[begin Source text]

In the case of eating as an outcome variable, odds ratios (OR) are presented below with the 95% confidence interval in brackets8. In the case of number of servings eaten, unstandardized hierarchical linear modeling coefficients (similar to a b value in regression) are presented below with standard error values in brackets. All estimates are with robust standard errors.

In Step 2 (Model 2 in Appendixes 1 and 2), baseline levels of dietary restraint were included (grand-centered) in the equation to see whether dietary restraint moderated the relationship between each trigger variable and the outcome measures. Error at Level 2 was modeled initially. If the error terms were not significant at Level 2, these parameters were dropped in future models.

Finally, in Step 3 (Model 3 in Appendixes 1 and 2), all significant predictors emerging from Step 1 and Step 2 were included into a single equation to examine the independent contributions of each of the trigger variables to the outcome measures.

[end Source text]
[begin Material]

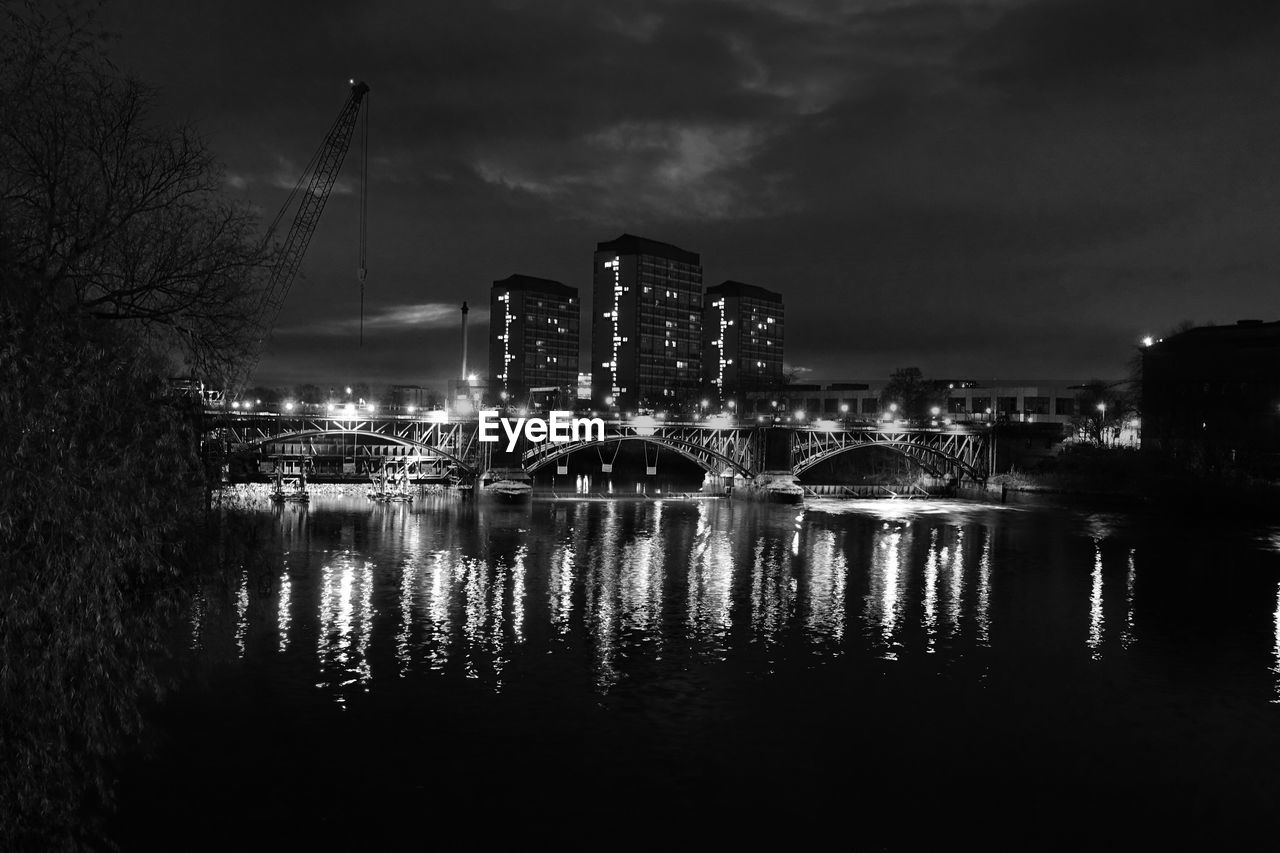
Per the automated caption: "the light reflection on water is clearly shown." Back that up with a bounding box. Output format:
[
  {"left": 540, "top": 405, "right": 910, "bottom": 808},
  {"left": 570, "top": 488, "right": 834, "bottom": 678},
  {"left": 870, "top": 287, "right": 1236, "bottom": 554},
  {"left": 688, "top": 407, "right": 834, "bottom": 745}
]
[{"left": 187, "top": 496, "right": 1280, "bottom": 706}]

[end Material]

__Task__:
Answer from the passage on modeling eating triggers:
(a) What kind of standard errors do all the estimates use?
(b) In Step 2, how were baseline levels of dietary restraint centered?
(c) Which predictors went into the single equation in Step 3?
The listing has no connection to the passage on modeling eating triggers.

__Solution for this exercise__:
(a) Robust standard errors.
(b) They were grand-centered.
(c) All significant predictors that emerged from Step 1 and Step 2.